_Written request:_
Update the lines below by replacing every "Place one dot" with "Put one point", leaving everything else unchanged.

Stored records
▬▬▬

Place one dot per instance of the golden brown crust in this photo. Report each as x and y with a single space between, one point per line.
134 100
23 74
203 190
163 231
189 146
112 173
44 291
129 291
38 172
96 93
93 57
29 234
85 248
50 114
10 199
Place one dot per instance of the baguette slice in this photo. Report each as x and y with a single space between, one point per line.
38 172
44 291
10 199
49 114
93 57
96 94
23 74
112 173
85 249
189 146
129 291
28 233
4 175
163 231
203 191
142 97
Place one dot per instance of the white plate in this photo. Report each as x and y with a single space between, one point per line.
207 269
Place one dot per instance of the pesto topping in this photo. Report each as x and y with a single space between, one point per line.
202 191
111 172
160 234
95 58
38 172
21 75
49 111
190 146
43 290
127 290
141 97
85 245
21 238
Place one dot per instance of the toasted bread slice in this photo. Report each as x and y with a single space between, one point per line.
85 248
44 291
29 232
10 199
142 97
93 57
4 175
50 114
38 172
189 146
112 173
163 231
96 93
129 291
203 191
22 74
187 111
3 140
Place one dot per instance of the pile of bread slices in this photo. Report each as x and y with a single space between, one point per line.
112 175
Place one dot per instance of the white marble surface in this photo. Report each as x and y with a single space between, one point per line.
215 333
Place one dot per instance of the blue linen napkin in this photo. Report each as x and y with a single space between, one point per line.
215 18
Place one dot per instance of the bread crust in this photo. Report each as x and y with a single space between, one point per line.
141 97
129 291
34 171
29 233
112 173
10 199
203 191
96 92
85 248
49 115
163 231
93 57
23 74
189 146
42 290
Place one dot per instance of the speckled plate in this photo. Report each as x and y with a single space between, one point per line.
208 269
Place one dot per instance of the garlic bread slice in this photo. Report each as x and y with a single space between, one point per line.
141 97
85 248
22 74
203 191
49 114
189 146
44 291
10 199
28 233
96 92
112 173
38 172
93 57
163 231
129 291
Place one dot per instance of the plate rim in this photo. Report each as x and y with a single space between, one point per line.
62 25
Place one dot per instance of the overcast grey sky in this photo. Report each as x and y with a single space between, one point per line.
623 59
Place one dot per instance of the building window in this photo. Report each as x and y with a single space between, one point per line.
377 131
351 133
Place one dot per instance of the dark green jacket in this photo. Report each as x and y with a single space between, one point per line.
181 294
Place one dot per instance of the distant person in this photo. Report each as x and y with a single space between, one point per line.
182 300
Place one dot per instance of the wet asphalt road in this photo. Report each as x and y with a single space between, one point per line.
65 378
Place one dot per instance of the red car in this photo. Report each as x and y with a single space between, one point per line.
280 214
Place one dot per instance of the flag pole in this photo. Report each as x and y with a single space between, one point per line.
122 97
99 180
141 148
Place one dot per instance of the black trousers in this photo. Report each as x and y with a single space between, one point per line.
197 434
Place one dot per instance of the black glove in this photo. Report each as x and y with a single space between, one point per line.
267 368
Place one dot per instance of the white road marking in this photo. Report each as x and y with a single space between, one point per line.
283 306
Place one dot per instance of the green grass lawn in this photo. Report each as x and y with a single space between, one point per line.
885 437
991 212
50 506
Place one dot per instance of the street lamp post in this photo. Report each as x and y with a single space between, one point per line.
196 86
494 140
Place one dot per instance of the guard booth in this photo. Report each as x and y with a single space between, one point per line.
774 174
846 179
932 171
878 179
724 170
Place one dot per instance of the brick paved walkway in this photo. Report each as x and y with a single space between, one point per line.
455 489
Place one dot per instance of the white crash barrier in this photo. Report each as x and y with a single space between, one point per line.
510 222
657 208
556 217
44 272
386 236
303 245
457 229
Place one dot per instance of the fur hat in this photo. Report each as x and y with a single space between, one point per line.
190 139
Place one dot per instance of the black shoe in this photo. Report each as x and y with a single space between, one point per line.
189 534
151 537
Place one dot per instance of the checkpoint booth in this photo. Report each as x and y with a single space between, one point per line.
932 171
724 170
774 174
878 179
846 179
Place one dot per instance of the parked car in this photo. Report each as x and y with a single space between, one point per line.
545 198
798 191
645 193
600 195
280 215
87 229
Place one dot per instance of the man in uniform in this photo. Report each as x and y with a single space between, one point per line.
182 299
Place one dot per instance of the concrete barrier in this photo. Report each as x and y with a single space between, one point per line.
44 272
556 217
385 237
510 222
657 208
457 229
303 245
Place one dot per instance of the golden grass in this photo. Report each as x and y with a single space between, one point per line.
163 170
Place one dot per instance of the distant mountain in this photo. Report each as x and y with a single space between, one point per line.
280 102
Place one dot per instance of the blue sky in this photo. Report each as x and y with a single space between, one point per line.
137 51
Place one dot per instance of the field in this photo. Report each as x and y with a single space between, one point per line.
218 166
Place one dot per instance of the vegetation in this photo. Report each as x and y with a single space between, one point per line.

▬▬▬

_Final answer:_
Put one point per instance of the golden brown crust in this photo. Report each as x and y with a single space between, one point per line.
134 100
23 74
203 190
163 231
189 146
112 173
44 291
129 291
38 172
96 93
93 57
29 234
85 248
50 114
10 199
Put one point per instance of the baguette slice in this photo. Report each as x and y with a single space between, one point per line.
38 172
44 291
10 199
49 114
93 57
96 94
23 74
112 173
85 249
189 146
129 291
28 233
4 175
163 231
203 191
142 97
Put one point per instance of the white plate in this photo. Report each as x and y with a single space between, one point per line.
207 269
Put one point per instance of the pesto topping in this photo. Report each as x and y with a single space between, one point per line.
202 191
111 172
160 234
95 58
38 172
21 75
49 111
190 146
43 290
127 290
141 97
85 245
21 238
Put one point per instance of the toasted bread slice in this photo. Report each as x and y with a single space between, one point per line.
85 248
44 291
29 232
10 199
142 97
93 57
4 175
50 114
38 172
189 146
112 173
163 231
96 93
129 291
203 191
22 74
187 111
3 140
Put one point per instance of the pile of bread slices in this photo. Report each as x and y with a single space between, one point per line.
112 175
Put one point per instance of the white marble surface in this photo. Report each as x and y with a single space between, one point per line.
215 333
Put one point per instance of the blue linen napkin in this photo. Report each as x and y with a single space between, one point per line.
215 18
Put one point per instance of the bread crust in this photo. Report each as x and y with a single space between, one point per line.
141 97
129 291
34 171
29 233
112 173
10 199
203 191
96 92
85 248
49 115
163 231
93 57
23 74
189 146
42 290
Put one point per instance of the speckled plate in this photo. Report each as x and y with a single space between, one point per line.
208 269
Put one point per instance of the garlic bread slice in this photo. Report each as x and y with a single space between, one point per line.
141 97
85 248
22 74
203 191
49 114
189 146
44 291
10 199
28 233
96 92
112 173
38 172
93 57
163 231
129 291
Put one point per instance of the plate rim in this photo. Report each as x and y with a single space between, one point per line.
62 25
Put one point per instance of the overcast grey sky in this photo. Report each as x and y with a single space between, one point per line.
623 59
Put one point per instance of the building window in this photo. Report each as x and y with a single space between, one point per line.
377 131
351 133
Put one point per instance of the dark green jacket in this photo. Report each as x and y with a single space between, one point per line.
181 294
Put one point per instance of the distant person in this photo. Report each as x and y with a single space between, one point per line.
182 300
Put one point per instance of the wet asphalt road in this photo. Report each as x and y with a single space between, one point per line.
65 378
Put one point per instance of the red car in this photo. Report each as x and y with a single space between, one point per line.
280 214
Put one point per instance of the flag pole in this photo. Report each as x and y with a single space between, one point per line.
122 97
99 180
141 148
Put one point per instance of the black trousers in this photo. Report each as x and y with a single space between, one point per line.
197 434
Put one point per instance of the black glove in this photo. Report each as x and y with a single space between, one point per line.
267 368
Put one point per instance of the white road marking in this photo. Report each as x and y with a single space between, one point per line.
283 306
Put one point per instance of the green grass lawn in this photo. Report each as x and y with a single space between, one point per line.
885 437
991 212
50 506
Put one point per instance of the street lamp post in this photo. Report each as x and y with a single space between, one point per line.
196 86
494 140
Put one point per instance of the guard booth in this photo. Report each as x and y with a single space between, one point per line.
774 174
846 179
932 171
878 179
724 170
Put one point per instance of the brick paved walkway in this photo. Report each as x and y with a single space between, one point per line.
455 489
Put one point per instance of the white crash barrier in this photo. Report each as x and y with a single space between, one point per line.
510 222
657 208
556 217
44 272
386 236
303 245
457 229
Put one point per instance of the fur hat in this photo. Report each as x and y with a single space between, one point per line.
190 139
Put one point per instance of the black shoe in this photo. Report each as x and y with a single space between, one point per line.
189 534
151 537
Put one point per instance of the checkpoint booth in this photo. Report each as x and y with a single space between, one point per line.
932 171
724 170
774 174
878 179
846 179
Put one point per instance of the parked car in this photo. Report each as x and y with a single space between, one point per line.
545 198
798 191
645 193
600 195
280 215
87 229
Put one point per instance of the man in uniform in this photo. Report each as x and y with a single space between, one point per line.
182 299
Put one point per instance of the concrete barrier in this photo. Report each as x and y with a single space between, one point per line.
44 272
556 217
385 237
510 222
657 208
457 229
303 245
Put one point per instance of the golden grass in this photo. Report each as x and y with a single space between, one point per line.
163 170
Put one point per instance of the distant mountain in this photo. Report each as x and y with a single space between, one point per line.
280 102
Put one point per instance of the blue sky in this photo. Report each as x and y with a single space between, one point per line.
137 51
Put one point per instance of the field in this photo. Report each as x and y with a single space between, one point per line.
218 166
Put one point per instance of the vegetation in this photo. Report each as x and y with a single space between, one point per line.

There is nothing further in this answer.